***** Data excerpts
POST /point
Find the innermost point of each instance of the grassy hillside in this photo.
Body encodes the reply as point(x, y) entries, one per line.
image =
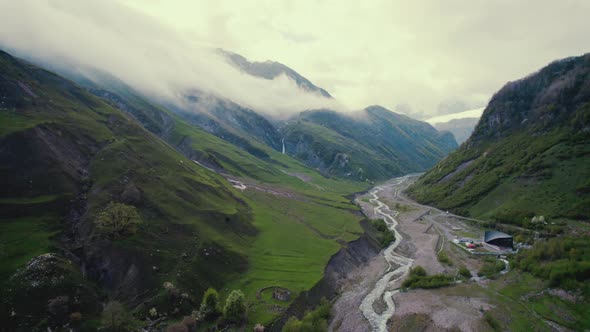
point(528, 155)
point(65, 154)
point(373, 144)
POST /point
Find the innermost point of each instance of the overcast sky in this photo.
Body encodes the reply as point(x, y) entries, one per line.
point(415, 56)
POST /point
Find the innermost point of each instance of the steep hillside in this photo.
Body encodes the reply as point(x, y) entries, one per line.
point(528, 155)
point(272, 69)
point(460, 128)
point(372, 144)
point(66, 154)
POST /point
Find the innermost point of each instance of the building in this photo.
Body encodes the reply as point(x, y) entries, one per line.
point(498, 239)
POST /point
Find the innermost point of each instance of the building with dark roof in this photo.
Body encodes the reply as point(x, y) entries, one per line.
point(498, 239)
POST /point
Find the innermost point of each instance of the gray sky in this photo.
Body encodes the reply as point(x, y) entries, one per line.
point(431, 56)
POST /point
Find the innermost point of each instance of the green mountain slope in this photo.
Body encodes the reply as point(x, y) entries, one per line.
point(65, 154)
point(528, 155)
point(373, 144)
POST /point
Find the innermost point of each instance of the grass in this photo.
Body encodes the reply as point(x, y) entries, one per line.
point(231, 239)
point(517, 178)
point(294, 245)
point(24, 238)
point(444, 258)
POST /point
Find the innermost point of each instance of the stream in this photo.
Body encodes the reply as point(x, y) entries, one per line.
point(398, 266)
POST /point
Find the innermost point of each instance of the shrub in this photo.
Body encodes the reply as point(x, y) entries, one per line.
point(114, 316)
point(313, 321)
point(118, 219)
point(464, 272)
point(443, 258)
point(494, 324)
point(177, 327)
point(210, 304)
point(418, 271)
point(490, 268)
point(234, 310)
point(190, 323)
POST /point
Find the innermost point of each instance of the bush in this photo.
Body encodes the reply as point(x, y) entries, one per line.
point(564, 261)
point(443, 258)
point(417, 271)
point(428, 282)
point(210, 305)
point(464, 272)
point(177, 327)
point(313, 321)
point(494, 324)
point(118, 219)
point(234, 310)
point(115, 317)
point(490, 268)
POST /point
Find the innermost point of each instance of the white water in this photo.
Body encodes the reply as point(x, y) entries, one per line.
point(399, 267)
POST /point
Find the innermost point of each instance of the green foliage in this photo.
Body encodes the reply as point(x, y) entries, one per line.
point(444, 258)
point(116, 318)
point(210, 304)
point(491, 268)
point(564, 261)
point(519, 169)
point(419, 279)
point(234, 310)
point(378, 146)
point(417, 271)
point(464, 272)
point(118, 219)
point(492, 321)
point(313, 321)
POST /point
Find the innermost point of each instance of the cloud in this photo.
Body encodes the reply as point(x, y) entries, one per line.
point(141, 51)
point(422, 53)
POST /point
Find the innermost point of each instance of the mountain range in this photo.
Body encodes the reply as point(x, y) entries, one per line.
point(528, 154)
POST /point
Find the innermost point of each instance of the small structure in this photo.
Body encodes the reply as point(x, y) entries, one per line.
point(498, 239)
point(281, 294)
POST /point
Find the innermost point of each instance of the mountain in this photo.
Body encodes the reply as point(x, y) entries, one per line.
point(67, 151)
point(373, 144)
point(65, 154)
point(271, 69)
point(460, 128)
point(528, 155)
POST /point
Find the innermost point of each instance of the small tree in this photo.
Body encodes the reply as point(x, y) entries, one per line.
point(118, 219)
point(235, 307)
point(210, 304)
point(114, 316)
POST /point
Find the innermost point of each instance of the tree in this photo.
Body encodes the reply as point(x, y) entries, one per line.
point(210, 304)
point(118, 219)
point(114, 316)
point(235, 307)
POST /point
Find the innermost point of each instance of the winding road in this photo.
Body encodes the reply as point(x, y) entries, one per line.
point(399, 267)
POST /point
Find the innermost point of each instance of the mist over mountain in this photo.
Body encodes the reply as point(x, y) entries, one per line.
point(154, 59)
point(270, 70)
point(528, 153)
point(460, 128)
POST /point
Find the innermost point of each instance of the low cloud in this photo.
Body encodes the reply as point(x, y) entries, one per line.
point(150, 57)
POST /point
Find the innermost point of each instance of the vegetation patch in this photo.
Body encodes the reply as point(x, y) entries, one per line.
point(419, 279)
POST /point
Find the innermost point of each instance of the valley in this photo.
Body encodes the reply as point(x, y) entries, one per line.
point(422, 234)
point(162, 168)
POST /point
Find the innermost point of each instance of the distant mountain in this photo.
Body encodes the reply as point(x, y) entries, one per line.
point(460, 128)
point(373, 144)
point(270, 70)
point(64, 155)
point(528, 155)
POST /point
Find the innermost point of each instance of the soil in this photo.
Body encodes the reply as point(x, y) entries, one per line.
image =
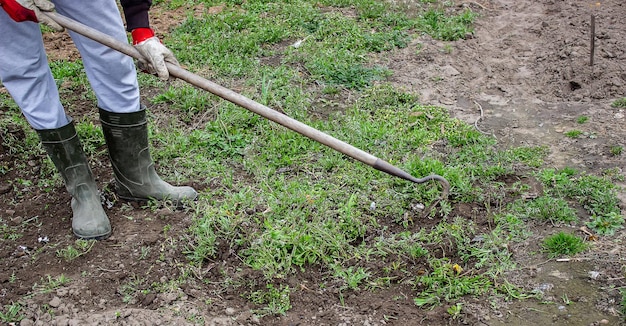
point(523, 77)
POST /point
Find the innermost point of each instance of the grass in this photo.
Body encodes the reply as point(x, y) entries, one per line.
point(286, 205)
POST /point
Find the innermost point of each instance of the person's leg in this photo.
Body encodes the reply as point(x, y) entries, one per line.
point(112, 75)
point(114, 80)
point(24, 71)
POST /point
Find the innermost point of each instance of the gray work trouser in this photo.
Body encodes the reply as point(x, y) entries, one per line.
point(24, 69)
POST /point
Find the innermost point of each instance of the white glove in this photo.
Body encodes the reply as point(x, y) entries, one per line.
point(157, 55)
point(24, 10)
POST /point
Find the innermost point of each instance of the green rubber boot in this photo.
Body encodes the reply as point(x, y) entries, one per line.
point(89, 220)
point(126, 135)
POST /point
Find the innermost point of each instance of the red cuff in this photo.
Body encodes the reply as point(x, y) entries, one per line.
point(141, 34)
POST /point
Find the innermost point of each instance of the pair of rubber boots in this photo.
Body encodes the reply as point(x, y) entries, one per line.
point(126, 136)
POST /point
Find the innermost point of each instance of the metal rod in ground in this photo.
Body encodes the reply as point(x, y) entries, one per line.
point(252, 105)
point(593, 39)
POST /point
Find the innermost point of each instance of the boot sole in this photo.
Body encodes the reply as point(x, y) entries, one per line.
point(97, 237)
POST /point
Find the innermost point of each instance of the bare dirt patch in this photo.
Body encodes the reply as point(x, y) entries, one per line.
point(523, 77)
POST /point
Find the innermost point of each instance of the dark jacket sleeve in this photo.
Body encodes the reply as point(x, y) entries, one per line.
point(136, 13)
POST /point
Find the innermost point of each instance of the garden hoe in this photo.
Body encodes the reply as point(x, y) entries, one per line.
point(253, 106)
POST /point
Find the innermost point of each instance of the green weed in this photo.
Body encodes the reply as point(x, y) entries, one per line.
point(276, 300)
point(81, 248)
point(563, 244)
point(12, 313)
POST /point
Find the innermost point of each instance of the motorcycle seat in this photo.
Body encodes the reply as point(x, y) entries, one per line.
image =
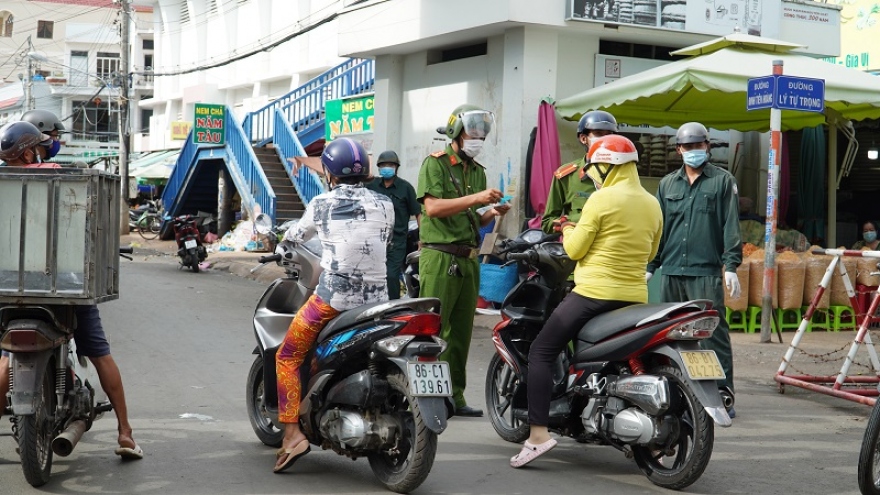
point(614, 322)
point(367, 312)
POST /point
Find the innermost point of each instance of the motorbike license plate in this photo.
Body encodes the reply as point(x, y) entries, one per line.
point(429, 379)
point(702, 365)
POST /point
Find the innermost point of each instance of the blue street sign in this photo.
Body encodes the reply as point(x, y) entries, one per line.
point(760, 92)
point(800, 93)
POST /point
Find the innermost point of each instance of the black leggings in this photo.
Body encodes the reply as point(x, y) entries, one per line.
**********
***** Data excerpts
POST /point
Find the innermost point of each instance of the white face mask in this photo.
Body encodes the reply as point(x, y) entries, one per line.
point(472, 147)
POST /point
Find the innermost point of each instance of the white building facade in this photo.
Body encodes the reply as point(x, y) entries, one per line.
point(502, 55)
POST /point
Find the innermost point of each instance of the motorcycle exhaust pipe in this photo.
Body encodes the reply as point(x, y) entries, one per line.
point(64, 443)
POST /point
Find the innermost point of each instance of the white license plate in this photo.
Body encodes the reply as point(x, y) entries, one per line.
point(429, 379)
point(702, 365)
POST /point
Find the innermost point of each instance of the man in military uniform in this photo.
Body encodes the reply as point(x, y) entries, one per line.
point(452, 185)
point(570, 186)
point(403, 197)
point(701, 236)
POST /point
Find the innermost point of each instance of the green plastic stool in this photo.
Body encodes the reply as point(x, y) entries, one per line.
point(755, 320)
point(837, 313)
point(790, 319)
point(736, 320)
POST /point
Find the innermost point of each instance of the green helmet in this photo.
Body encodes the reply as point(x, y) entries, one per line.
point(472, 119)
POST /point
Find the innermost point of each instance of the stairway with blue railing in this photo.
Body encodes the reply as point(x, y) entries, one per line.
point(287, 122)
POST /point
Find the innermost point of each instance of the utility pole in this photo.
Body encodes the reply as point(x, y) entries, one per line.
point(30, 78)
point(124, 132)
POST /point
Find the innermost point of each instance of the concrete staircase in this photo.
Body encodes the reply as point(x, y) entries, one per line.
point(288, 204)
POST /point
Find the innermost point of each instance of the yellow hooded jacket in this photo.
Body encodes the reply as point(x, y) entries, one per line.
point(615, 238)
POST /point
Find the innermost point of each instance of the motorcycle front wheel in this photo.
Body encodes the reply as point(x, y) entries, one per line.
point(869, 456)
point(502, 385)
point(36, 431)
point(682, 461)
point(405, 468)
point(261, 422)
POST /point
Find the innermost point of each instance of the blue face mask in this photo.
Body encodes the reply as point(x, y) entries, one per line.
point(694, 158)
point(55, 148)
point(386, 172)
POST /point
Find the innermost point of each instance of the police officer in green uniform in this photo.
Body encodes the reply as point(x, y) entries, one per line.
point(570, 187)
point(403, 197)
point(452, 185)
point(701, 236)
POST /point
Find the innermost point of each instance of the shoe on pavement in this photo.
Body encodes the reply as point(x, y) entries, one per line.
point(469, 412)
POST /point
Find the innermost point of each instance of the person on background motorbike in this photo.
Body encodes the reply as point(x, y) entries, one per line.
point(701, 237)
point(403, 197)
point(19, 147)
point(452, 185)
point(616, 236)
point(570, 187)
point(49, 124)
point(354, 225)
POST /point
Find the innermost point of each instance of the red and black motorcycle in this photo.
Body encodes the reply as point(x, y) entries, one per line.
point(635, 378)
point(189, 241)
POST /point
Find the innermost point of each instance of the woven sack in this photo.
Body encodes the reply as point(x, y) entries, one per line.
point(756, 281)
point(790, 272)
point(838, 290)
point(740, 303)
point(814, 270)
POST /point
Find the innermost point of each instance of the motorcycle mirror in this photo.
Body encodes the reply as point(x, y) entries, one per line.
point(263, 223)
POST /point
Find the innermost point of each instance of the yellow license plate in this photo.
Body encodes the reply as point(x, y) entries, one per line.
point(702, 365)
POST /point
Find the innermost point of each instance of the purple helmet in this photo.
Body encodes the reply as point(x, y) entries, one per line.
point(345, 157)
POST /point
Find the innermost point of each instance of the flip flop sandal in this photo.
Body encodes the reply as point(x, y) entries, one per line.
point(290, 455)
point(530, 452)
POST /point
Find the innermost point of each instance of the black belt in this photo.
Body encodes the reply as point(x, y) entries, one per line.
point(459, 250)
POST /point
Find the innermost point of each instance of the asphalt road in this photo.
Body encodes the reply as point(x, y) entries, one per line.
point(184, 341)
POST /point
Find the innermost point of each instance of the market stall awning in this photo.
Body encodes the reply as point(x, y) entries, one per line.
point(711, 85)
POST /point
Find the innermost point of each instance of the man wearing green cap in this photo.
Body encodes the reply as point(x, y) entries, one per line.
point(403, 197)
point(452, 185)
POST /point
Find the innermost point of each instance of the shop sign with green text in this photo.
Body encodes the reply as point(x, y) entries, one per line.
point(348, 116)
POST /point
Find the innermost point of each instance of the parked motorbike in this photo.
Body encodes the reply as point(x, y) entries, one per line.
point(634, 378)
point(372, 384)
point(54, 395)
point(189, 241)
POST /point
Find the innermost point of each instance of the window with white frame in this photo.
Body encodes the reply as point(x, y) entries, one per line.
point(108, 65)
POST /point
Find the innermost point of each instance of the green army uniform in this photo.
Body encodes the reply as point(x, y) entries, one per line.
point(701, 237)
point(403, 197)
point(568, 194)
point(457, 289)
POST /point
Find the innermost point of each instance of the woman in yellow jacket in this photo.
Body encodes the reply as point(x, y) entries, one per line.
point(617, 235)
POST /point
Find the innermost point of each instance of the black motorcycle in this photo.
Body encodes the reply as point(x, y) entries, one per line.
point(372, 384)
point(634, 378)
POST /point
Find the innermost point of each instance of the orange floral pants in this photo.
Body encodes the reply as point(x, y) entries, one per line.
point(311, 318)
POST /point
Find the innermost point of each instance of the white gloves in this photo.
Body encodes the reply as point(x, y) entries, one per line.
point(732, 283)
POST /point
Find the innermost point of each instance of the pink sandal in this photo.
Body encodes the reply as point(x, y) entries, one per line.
**********
***** Data excerpts
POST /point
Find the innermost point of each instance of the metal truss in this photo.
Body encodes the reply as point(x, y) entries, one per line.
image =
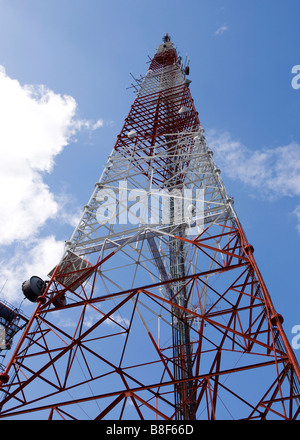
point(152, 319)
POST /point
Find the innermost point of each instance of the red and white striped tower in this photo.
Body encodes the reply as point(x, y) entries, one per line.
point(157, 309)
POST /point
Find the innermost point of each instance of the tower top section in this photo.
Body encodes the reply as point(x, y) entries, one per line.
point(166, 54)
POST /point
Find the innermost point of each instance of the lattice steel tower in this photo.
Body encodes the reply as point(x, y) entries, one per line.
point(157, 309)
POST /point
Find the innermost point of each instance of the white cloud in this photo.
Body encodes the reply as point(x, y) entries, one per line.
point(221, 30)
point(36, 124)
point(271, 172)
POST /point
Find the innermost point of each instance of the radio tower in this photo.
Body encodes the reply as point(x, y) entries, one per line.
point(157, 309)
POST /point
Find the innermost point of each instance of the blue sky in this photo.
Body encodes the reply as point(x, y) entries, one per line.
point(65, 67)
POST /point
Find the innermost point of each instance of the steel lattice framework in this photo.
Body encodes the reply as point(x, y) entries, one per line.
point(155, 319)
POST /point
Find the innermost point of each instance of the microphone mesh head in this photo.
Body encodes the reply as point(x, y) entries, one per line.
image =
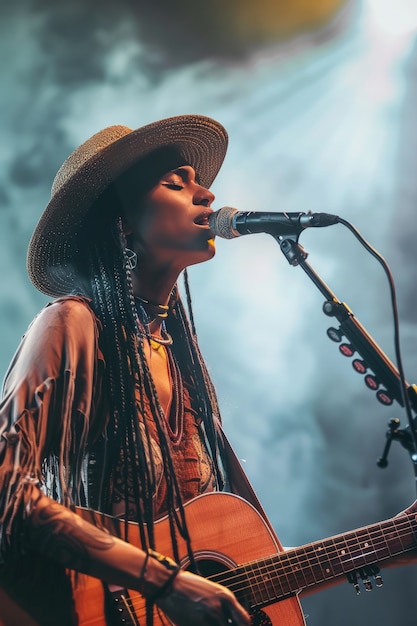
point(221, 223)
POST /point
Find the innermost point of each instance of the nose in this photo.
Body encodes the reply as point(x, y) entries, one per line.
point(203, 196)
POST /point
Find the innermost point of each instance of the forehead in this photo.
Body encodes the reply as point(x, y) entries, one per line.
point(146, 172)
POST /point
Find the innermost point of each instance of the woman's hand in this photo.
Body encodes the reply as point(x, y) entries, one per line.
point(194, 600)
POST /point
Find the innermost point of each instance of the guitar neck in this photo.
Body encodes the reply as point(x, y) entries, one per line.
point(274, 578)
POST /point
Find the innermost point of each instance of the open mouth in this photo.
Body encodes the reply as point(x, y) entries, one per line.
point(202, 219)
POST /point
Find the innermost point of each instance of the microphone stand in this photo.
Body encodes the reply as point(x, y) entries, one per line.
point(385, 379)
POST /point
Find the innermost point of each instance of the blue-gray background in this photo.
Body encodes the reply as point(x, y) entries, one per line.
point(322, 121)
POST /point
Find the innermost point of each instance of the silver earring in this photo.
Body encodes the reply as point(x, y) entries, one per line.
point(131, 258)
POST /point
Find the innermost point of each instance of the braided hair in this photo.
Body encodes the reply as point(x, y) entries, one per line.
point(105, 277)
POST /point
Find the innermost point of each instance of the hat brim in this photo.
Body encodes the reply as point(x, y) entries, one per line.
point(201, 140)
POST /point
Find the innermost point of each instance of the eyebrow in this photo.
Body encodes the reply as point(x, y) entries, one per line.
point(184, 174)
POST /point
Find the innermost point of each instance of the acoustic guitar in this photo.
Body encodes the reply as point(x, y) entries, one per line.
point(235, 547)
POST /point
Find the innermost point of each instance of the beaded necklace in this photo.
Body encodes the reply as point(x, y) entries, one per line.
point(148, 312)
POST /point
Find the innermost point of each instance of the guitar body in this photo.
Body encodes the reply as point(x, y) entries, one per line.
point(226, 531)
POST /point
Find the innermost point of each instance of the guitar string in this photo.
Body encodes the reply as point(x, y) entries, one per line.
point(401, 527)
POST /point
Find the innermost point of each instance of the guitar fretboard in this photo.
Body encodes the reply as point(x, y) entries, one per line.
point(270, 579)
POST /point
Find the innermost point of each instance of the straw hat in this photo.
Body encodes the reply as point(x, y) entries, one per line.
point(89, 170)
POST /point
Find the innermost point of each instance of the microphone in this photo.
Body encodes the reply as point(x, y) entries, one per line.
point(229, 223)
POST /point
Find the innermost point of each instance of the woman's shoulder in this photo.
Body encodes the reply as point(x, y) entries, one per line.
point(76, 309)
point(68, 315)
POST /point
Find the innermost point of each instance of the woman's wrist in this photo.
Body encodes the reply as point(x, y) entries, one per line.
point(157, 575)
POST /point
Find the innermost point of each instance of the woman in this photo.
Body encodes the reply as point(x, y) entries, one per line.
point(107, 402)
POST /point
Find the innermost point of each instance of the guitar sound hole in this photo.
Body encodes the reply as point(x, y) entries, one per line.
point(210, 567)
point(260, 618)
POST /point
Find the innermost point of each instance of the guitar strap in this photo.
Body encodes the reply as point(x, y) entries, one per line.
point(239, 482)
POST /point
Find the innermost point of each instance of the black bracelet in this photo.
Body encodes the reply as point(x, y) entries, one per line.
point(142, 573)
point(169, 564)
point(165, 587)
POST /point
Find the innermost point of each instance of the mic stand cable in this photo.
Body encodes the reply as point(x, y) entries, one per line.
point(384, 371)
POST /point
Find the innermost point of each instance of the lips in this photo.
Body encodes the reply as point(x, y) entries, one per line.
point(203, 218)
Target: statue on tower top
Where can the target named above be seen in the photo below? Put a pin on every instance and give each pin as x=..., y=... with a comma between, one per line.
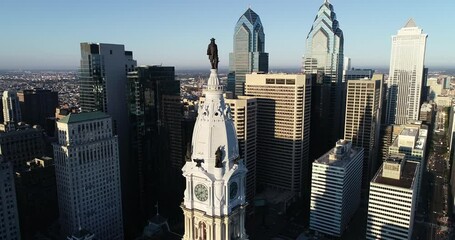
**********
Task brief |
Scan the records above for lines with the word "woman". Then report how many there are, as a bare number.

Answer box |
5